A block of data
'''
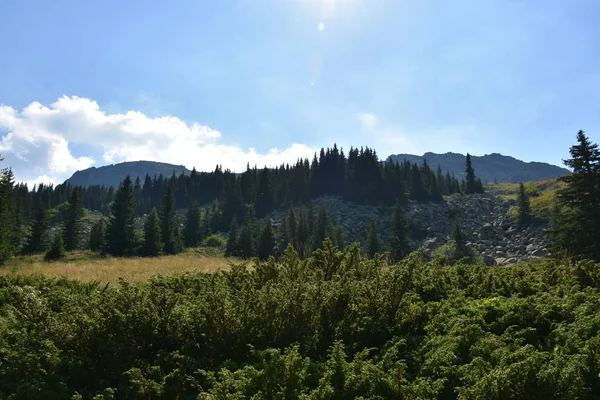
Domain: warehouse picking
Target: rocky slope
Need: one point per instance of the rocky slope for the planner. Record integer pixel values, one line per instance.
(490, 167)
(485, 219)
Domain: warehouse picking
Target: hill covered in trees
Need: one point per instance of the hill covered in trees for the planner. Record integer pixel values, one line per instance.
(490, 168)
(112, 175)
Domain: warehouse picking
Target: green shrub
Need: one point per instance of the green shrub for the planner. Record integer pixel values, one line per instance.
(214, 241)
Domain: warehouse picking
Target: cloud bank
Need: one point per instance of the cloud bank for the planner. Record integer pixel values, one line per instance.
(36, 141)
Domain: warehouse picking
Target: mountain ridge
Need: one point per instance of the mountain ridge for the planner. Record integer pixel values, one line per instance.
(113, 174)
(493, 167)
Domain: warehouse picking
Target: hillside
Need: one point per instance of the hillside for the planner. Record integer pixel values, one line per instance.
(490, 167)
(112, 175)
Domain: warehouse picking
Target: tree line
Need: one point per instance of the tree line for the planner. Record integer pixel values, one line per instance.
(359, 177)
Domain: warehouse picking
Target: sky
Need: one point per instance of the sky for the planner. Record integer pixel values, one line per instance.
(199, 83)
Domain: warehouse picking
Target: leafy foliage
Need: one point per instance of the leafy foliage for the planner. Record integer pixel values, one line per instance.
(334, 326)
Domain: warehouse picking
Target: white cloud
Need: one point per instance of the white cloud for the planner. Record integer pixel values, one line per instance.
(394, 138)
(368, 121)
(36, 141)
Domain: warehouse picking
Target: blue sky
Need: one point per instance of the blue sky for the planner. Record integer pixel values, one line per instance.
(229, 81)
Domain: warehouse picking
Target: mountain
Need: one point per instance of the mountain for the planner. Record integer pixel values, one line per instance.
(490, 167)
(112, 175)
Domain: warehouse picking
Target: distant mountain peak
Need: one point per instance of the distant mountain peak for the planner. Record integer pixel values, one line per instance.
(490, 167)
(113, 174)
'''
'''
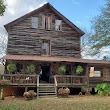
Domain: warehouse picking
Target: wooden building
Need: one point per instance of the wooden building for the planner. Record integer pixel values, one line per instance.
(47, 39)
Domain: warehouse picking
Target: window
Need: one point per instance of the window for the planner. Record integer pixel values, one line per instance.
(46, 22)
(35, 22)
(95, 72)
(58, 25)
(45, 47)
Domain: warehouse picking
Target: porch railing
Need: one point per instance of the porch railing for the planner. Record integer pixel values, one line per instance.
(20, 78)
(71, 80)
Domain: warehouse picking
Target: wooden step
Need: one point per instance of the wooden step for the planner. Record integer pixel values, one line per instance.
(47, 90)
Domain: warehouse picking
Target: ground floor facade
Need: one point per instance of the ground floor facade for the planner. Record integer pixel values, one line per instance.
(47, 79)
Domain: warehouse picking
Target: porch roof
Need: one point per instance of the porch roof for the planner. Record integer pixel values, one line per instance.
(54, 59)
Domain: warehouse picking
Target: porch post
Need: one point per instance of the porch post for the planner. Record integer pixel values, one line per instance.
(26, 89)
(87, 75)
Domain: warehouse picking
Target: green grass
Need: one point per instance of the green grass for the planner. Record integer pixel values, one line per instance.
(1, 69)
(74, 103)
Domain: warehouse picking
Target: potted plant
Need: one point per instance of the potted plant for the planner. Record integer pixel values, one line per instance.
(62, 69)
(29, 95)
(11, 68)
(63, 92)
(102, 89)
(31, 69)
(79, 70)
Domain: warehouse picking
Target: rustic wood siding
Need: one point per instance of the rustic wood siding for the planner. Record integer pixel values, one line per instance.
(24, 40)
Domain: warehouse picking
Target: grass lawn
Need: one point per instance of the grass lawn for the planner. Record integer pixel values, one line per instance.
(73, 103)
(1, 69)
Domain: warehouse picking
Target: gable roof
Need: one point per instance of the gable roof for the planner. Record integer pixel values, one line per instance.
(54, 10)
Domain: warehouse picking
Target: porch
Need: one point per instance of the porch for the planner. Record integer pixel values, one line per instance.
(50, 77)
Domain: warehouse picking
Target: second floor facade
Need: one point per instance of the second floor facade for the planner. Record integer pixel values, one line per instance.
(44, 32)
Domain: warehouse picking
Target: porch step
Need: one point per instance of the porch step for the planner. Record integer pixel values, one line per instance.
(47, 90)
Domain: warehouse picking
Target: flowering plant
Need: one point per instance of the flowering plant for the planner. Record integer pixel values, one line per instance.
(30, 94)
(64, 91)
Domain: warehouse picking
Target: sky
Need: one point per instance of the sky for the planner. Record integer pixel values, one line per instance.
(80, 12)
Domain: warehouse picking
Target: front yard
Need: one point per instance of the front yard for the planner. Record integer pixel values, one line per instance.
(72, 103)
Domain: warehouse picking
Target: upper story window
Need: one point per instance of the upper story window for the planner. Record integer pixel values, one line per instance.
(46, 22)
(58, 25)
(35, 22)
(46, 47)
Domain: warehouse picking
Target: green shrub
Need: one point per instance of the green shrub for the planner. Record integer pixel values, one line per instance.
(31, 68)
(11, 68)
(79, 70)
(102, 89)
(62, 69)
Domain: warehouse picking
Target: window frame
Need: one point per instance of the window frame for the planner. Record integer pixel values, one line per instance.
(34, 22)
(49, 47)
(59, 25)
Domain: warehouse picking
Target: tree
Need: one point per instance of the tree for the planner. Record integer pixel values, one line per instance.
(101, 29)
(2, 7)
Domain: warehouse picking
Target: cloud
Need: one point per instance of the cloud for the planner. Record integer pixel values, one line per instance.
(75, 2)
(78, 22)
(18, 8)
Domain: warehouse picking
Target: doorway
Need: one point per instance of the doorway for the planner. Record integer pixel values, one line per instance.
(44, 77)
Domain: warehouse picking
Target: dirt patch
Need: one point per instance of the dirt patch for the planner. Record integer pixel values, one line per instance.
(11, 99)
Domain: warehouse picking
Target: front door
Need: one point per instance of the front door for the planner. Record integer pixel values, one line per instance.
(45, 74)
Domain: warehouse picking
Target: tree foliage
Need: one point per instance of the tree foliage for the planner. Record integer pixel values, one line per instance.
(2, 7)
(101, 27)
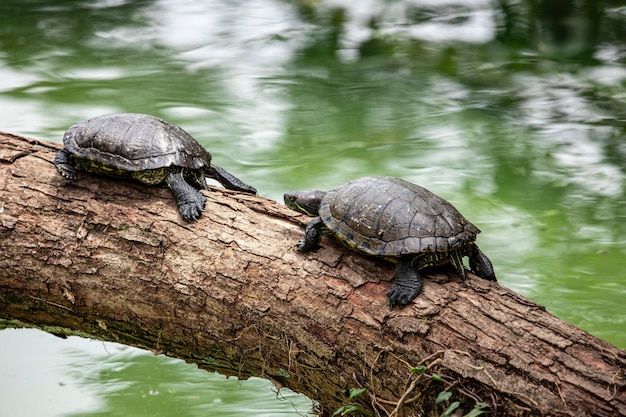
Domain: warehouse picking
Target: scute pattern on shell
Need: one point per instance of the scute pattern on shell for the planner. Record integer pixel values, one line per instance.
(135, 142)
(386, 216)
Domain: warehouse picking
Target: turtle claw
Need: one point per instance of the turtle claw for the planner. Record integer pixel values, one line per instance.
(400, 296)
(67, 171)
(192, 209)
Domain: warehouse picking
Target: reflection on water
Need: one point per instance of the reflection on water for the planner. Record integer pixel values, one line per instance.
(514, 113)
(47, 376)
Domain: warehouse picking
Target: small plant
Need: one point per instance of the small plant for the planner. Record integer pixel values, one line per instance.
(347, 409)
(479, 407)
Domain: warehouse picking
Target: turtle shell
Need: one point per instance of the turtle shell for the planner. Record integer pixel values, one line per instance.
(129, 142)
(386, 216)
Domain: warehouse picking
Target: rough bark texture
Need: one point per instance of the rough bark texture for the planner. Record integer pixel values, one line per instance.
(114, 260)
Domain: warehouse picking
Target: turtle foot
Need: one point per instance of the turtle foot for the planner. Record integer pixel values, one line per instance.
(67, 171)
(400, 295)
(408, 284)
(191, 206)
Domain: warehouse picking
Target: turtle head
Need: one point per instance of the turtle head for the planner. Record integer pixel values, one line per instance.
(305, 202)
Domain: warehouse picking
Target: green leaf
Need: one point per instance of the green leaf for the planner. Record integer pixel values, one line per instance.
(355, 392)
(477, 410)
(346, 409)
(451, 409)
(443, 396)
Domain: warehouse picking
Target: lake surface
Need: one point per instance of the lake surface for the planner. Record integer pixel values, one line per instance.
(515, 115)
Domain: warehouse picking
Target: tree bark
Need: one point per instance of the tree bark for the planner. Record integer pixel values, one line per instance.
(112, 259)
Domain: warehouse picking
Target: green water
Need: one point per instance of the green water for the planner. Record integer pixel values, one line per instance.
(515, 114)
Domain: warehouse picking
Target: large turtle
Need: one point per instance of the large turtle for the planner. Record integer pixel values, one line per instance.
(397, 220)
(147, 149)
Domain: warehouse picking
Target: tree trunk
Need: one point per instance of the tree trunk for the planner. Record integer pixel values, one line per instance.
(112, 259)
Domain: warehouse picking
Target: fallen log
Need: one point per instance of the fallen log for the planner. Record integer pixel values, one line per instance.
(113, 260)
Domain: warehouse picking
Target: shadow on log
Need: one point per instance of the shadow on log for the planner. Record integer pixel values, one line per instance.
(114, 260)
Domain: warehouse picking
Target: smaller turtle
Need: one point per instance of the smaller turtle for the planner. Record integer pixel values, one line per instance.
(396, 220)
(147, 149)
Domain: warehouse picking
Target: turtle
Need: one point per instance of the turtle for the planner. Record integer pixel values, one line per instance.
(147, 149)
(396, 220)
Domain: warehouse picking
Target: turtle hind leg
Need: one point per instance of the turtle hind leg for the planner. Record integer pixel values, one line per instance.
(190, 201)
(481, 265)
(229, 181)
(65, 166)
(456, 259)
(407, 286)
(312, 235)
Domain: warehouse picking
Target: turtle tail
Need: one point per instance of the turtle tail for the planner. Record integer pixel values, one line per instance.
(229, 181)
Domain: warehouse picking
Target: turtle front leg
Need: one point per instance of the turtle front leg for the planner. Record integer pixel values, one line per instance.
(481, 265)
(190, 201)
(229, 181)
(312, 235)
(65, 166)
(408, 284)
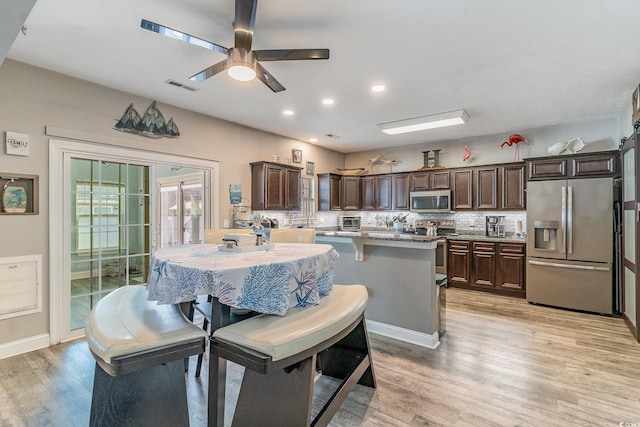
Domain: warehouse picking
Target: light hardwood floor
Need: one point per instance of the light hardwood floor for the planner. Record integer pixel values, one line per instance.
'''
'''
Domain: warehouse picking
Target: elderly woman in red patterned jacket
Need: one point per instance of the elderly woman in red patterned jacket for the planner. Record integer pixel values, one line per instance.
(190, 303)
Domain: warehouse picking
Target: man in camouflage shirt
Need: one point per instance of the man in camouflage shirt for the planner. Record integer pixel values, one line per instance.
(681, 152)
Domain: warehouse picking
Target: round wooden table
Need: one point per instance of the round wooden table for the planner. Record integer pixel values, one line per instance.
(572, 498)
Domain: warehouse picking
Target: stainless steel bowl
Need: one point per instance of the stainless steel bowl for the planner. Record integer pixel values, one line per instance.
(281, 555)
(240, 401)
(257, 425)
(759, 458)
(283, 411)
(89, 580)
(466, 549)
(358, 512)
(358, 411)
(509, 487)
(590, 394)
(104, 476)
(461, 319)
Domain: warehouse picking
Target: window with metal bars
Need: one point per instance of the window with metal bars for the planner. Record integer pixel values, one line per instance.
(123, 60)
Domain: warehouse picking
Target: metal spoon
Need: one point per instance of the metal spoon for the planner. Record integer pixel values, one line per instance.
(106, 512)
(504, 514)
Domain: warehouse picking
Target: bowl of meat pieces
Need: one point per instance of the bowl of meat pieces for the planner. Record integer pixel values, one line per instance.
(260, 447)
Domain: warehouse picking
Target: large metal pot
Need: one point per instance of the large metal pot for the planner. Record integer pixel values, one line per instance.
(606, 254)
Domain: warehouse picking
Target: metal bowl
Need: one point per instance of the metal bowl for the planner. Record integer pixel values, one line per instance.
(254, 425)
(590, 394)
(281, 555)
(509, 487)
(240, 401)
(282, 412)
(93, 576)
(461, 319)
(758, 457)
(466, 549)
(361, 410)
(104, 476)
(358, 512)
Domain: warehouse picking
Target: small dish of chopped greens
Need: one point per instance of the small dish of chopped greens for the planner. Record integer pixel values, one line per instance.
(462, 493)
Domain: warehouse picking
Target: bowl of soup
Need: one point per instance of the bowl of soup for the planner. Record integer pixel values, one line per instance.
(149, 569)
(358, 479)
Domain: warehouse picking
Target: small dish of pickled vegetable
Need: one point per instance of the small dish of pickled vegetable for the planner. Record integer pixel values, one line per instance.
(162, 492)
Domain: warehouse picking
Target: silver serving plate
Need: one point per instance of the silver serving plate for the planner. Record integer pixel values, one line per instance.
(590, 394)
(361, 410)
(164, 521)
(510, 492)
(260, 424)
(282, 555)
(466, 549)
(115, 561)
'''
Locate every line in the rows that contains the word "woman" and copy each of those lines. Match case exactly.

Target: elderly woman in red patterned jacket
Need: one point per instance of the elderly woman in red patterned jacket for the planner. Record integer pixel values, one line per instance.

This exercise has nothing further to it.